Problem requirements
Write each line word for word, from the line that contains "target | yellow t-shirt" through the last line of the material below.

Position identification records
###

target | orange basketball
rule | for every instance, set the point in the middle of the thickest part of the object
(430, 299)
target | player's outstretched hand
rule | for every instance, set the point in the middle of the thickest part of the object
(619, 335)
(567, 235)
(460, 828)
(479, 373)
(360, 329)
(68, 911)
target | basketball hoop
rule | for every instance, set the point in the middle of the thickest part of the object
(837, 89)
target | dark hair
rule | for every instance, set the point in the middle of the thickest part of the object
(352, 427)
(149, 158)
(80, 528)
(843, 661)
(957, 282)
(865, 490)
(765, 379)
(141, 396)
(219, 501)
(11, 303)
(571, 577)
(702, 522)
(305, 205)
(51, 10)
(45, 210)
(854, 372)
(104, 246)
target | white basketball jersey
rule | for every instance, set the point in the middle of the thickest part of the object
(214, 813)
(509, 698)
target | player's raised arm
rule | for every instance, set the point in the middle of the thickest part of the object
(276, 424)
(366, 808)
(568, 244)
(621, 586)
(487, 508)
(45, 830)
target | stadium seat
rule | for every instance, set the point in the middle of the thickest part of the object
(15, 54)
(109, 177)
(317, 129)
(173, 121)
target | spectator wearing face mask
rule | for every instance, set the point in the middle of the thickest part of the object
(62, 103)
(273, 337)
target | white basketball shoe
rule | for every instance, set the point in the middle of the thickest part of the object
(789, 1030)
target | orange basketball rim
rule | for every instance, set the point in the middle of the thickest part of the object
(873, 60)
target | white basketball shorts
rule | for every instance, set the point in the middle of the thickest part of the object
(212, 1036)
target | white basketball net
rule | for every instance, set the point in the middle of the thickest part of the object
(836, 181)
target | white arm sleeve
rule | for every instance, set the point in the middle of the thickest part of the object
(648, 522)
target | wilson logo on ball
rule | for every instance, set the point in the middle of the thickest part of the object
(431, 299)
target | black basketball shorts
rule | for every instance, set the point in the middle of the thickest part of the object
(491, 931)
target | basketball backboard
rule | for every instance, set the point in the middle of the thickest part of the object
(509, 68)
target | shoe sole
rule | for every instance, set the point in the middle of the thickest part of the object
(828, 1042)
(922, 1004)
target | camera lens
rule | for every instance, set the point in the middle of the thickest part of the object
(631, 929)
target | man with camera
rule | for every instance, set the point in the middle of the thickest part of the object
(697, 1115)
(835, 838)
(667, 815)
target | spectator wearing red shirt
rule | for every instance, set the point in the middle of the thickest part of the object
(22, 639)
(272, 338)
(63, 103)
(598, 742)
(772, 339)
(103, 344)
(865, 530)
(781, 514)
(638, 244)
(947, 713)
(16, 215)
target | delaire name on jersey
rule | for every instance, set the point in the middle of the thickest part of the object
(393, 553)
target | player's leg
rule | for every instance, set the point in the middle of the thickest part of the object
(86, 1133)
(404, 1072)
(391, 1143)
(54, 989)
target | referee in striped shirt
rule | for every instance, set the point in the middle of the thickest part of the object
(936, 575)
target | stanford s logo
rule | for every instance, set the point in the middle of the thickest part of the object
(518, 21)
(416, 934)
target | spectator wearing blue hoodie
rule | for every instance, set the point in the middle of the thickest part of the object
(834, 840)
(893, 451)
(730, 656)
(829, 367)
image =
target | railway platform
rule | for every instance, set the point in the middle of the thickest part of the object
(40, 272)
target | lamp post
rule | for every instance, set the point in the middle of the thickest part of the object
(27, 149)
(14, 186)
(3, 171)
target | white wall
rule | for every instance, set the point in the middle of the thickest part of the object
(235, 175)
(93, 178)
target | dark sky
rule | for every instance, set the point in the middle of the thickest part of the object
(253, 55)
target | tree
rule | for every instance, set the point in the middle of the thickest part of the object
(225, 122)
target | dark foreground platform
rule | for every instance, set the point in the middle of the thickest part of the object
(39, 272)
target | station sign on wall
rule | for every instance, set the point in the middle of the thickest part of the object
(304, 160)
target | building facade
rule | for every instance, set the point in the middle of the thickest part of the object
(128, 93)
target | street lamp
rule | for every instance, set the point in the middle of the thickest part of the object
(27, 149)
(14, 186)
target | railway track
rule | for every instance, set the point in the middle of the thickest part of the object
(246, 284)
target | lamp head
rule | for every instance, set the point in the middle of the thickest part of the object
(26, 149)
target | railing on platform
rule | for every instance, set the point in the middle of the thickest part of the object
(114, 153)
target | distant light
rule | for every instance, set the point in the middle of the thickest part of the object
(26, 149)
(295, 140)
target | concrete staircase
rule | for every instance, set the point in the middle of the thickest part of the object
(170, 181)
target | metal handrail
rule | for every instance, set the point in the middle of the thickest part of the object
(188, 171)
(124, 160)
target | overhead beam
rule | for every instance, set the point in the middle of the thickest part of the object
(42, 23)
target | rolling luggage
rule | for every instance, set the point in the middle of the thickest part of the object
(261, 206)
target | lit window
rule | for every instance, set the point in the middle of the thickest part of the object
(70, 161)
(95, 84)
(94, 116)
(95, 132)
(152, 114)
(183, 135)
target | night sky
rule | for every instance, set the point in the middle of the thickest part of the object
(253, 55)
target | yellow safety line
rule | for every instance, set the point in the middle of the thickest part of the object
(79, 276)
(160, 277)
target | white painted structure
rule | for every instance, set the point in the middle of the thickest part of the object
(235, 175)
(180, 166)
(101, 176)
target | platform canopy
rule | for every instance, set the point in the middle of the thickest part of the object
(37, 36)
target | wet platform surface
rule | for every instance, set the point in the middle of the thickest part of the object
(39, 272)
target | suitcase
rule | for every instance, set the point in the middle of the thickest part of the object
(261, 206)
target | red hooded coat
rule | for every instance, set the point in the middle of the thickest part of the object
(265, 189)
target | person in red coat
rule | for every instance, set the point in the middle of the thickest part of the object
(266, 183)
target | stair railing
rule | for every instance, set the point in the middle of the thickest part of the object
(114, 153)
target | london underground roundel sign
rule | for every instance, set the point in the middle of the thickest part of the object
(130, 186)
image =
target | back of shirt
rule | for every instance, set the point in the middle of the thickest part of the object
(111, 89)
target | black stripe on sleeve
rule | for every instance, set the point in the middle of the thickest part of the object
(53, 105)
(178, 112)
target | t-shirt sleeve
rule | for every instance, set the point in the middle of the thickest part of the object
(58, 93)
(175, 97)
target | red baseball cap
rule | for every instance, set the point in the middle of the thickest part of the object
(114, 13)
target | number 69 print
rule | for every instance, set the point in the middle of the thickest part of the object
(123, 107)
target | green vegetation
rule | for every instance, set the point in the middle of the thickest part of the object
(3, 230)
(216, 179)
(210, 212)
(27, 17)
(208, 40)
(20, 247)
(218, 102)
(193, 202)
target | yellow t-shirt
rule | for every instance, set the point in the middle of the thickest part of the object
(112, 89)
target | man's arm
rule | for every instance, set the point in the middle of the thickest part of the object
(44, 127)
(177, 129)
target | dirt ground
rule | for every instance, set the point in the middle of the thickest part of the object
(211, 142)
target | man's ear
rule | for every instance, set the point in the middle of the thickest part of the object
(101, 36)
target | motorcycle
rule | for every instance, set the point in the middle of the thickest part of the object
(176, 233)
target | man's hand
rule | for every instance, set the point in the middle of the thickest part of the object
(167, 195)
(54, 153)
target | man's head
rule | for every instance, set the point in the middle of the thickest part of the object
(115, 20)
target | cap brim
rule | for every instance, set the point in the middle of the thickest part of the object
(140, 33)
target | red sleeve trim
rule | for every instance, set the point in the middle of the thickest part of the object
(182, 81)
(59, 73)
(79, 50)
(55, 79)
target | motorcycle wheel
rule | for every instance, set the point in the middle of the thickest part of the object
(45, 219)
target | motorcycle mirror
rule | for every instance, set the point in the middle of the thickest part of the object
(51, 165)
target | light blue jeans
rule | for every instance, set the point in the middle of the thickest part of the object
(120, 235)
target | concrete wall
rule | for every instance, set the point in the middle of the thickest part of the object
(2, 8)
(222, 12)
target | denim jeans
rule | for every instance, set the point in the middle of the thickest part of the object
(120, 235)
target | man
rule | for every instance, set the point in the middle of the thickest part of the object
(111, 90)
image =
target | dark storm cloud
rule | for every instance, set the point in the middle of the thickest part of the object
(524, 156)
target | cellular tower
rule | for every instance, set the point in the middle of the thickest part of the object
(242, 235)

###

Correct output
target | yellow t-shirt
rule | for every instance, set the point in the middle of the thickest part of the object
(112, 89)
target | man's arm
rule | for every instance, set the point in the middle of the thickest part of the object
(44, 127)
(177, 129)
target | dirt ground
rule | for every instance, set the point in the middle of the thickest part of the object
(211, 142)
target | man's ear
rule | for every instance, set the point in the middle of the thickest part of the object
(101, 36)
target | motorcycle
rule | for every instance, set the point in the middle of the thickest part of the object
(176, 233)
target | man's hand
rule | for every instance, set the point in the middle of the thickest part of the object
(167, 195)
(54, 153)
target | man's head
rule | for every instance, set the point in the middle of the thickest part of the object
(115, 20)
target | cap brim
rule | for every instance, set the point in the middle of the thickest part of the object
(140, 33)
target | red sleeve trim
rule | for every instance, set the point in the middle of the thickest part of the object
(182, 81)
(59, 73)
(79, 50)
(55, 79)
target | motorcycle wheel
rule | for every instance, set the point in the middle of the thickest part of the object
(45, 219)
target | motorcycle mirror
rule | for every instance, set the point in the middle of the thickest part of the object
(51, 165)
target | light blue jeans
rule | for every instance, set the point in the middle of the thickest part of the object
(120, 235)
target | concrete wall
rule | for every instance, set the point in the middle of the thickest part of the object
(2, 8)
(222, 12)
target | denim jeans
rule | for every instance, set the point in the middle of the thickest part of the object
(120, 235)
target | man
rule | for every instance, set the point in the middle of the thickest part of the object
(111, 90)
image =
target | dark storm cloud
rule | for every instance, set the point in the middle of the thickest part of the object
(524, 156)
target | cellular tower
rule | for every instance, set the point in the middle of the thickest part of the object
(242, 235)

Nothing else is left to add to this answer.